▶ Task to complete: Transcribe the lines of the records starting with the one that has "the sky in the photo above." in it and ending with the last, and transcribe nothing else.

Position identification records:
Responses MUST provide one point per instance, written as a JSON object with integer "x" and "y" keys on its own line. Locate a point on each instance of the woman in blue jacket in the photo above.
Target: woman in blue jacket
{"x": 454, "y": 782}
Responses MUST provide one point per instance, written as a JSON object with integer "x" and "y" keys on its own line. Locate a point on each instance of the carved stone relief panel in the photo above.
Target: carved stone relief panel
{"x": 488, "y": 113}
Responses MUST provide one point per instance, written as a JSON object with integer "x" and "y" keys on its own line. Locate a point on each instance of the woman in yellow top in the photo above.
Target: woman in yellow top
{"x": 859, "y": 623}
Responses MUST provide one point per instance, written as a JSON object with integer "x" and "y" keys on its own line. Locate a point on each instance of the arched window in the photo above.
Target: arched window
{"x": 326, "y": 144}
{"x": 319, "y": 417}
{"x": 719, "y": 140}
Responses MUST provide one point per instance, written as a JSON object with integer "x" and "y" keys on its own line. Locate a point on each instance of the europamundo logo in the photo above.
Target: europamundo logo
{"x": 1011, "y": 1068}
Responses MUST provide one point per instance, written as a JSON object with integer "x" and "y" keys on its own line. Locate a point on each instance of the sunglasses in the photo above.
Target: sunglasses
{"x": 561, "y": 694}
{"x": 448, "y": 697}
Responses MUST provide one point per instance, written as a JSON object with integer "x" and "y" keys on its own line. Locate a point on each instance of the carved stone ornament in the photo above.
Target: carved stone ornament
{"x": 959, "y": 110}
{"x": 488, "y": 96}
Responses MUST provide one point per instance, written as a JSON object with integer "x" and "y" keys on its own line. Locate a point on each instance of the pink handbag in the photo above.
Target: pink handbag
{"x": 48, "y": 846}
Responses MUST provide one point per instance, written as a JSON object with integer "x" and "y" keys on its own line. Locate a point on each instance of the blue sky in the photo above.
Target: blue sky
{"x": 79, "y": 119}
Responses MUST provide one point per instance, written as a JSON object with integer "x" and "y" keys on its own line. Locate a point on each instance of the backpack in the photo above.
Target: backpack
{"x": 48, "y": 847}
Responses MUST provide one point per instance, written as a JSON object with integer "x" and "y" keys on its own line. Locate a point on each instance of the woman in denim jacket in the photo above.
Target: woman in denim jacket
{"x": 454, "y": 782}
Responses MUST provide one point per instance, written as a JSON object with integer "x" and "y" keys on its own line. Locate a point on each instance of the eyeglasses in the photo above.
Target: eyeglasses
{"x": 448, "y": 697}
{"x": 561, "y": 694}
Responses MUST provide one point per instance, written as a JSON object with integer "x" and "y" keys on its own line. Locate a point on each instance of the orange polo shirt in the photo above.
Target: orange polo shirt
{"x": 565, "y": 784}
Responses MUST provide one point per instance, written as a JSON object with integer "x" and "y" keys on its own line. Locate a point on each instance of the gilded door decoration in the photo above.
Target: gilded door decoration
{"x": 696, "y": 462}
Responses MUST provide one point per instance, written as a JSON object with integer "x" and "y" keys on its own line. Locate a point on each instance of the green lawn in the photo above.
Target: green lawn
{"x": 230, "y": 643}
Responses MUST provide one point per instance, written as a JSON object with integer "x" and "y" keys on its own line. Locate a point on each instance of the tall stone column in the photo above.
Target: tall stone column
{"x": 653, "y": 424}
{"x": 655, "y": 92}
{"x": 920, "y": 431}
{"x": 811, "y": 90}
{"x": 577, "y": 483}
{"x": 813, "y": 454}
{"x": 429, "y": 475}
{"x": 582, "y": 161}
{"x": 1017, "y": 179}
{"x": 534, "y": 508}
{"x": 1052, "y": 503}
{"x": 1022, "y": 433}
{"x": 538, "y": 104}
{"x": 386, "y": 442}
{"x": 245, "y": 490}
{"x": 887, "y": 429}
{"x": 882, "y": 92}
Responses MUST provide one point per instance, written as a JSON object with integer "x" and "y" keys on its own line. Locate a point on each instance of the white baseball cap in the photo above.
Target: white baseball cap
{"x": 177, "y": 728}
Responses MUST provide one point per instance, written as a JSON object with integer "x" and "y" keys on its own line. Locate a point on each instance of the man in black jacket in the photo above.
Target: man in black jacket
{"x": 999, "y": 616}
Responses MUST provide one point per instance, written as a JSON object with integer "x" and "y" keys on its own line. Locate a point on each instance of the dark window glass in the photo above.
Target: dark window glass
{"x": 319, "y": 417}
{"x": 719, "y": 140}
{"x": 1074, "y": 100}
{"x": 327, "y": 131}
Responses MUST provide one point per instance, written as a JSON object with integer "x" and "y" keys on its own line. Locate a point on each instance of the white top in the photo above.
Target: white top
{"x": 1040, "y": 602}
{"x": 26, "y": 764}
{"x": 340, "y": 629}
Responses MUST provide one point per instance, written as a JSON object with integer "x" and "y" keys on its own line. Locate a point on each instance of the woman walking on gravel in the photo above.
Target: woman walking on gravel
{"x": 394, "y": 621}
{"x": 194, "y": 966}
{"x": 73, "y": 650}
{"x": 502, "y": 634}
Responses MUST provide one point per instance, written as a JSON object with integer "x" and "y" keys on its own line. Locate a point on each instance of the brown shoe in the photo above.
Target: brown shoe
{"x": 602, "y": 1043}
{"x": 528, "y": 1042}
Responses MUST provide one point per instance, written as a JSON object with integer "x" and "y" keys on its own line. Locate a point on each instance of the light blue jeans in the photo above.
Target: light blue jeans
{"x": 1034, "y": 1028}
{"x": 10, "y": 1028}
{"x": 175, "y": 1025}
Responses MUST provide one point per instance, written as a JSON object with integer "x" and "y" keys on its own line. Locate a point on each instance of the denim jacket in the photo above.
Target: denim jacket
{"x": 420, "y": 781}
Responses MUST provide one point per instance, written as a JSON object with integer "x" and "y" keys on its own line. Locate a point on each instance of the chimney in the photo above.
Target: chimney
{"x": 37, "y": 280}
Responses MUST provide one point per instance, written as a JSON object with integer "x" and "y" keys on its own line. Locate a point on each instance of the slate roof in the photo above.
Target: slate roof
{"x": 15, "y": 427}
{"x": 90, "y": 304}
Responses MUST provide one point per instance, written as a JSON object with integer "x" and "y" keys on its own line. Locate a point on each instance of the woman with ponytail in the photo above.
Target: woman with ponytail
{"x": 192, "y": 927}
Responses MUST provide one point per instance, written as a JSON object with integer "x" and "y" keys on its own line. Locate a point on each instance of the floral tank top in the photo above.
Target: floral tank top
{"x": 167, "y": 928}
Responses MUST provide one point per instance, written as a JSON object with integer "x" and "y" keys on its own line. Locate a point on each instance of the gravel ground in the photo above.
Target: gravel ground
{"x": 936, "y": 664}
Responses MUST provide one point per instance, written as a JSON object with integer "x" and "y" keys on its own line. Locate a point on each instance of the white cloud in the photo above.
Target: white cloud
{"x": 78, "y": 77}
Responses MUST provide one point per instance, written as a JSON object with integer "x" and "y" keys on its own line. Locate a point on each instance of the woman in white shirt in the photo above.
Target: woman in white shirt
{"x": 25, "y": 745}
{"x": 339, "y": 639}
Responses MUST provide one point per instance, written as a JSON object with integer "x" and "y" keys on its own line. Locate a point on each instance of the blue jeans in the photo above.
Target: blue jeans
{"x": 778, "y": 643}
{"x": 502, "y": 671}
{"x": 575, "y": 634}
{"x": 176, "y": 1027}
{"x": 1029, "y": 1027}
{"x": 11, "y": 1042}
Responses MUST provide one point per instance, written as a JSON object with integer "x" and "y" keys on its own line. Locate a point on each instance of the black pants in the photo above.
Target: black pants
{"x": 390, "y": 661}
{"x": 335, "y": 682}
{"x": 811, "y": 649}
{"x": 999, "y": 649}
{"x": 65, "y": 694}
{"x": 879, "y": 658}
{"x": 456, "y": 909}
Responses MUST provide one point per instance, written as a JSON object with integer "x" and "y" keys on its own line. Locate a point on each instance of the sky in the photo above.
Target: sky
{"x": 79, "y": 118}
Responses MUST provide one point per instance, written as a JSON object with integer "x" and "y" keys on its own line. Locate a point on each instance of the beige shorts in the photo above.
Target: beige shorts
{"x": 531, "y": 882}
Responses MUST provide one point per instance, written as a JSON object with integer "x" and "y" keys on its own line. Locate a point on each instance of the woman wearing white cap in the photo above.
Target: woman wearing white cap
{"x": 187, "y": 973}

▶ Task output:
Responses MUST provide one point per instance, written as a JSON object with integer "x" and "y" keys on its own line. Locate a point on each instance of the sky in the photo above.
Target: sky
{"x": 79, "y": 118}
Responses MUST provide one point per instance, written as a JSON object with integer "x" and "y" keys on its own line. Locate a point on each instance of the beige shorts in the photo above.
Target: beige shorts
{"x": 531, "y": 882}
Responses MUST provide one point per instance, written as a JSON object with integer "x" and "y" keys on its own line. Locate a point on each instance of the woman wearing white cap in the photo above.
Target: woman wearing white cap
{"x": 187, "y": 973}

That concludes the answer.